• [Exercises to complete]
1 > Can you repeat word for word the part of the nutrition passage that opens with the words containing "We’re animals.  Like" and closes with "what you think."?
2 > In the nutrition passage, can you turn the paragraph beginning "The mule deer buck" into a short bulleted list that keeps its main facts?
3 > Could you resume the nutrition passage, picking up right after its final sentence?

• [Excerpt]
····················

We’re animals.  Like every other animal that ever existed, we have traits that are common to all animals, plus traits that are peculiar to our species, Homo sapiens.  What are the traits that relate to nutrition and your body’s function?  What are some basic nutrition rules?  Here are my best guesses.  Read the sources and see what you think.

The mule deer buck in our wildlife camera photo is an animal that does well on a plant-based diet.  Herbivores like this deer have all kinds of adaptations to that carbohydrate-based fibrous diet.  Adaptations we don’t have.  We let deer and their bigger herbivore brethren digest the plants, then we ate the herbivores.  Technically, we’re omnivores.  There are plenty of plant products we can eat and get good nutritional value, but they need to be the easy to digest parts of the plants–fruits, berries, nuts, and some leafy and/or starchy materials, often heated to soften them enough for our small teeth to chew.

····················

• [Data segment]
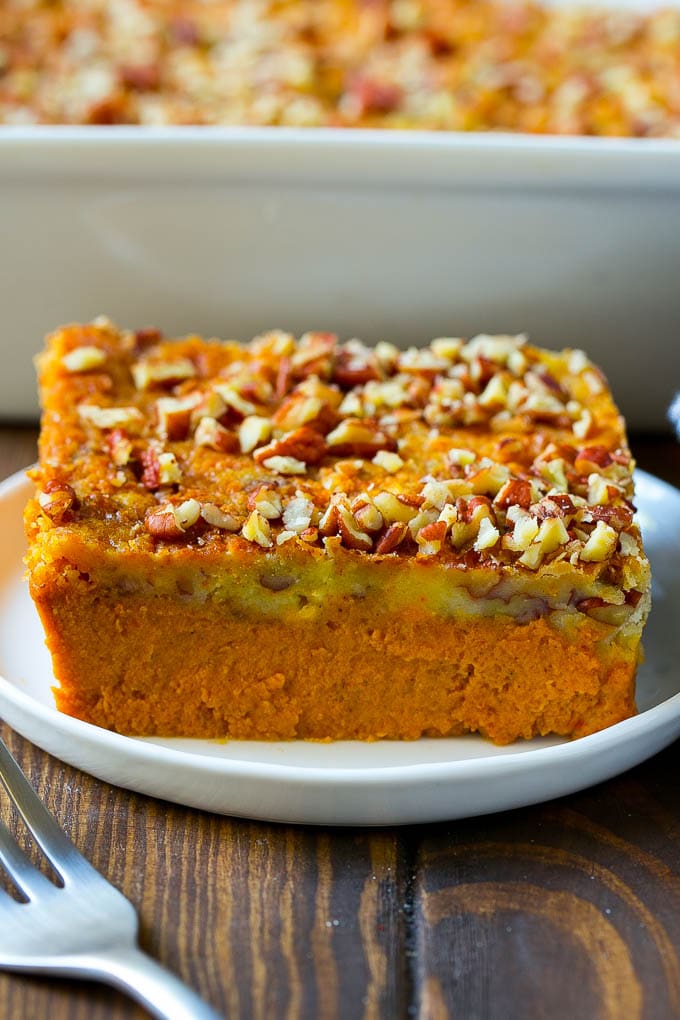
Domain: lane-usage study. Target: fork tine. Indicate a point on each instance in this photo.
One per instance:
(19, 867)
(60, 852)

····················

• [Expected responses]
1 >
We’re animals.  Like every other animal that ever existed, we have traits that are common to all animals, plus traits that are peculiar to our species, Homo sapiens.  What are the traits that relate to nutrition and your body’s function?  What are some basic nutrition rules?  Here are my best guesses.  Read the sources and see what you think.

2 >
- The mule deer buck in the wildlife camera photo does well on a plant-based diet.
- Herbivores like this deer have many adaptations to a fibrous, carbohydrate-based diet, and humans lack these adaptations.
- Humans let deer and larger herbivores digest the plants, then ate the herbivores.
- Technically, humans are omnivores.
- Humans can get good nutrition from the easy-to-digest parts of plants: fruits, berries, nuts, and some leafy or starchy materials. These are often heated to soften them enough for small human teeth to chew.

3 >
  1. Your body can only store energy as fat, except for a tiny buffer of glycogen derived from glucose.  If what you eat has more proteins, sugars, or fats than your body can use in the short term, it has to store it somewhere or dump it in your urine, which can happen when there’s way too much glucose in your blood stream if one is diabetic.
  2. Your body doesn’t count calories in food and drink.  Yes, you can count them, but your body doesn’t know or care.  Sugar, fats, and proteins are each processed by very different metabolic pathways.  Typically, if you don’t eat enough food to sustain your normal metabolism, your body will respond as if you’re being starved to death, which complicates a one-dimensional calorie restriction diet.
  3. If you eat the mix of foods that’s normal for your species, your body will adjust appetite, intake, and activity levels to sustain a normal body composition.  Not too fat, not too thin.  Healthier, too.
  4. Your body processes different foods differently.  For example, if you eat food with a lot of sugar or carbohydrates that digest quickly to sugar, your body is wired to keep eating until the sugar is gone and to make as much of the sugar into fat as possible.  If you eat a high fat diet with very little sugars, you’re wired to eat less.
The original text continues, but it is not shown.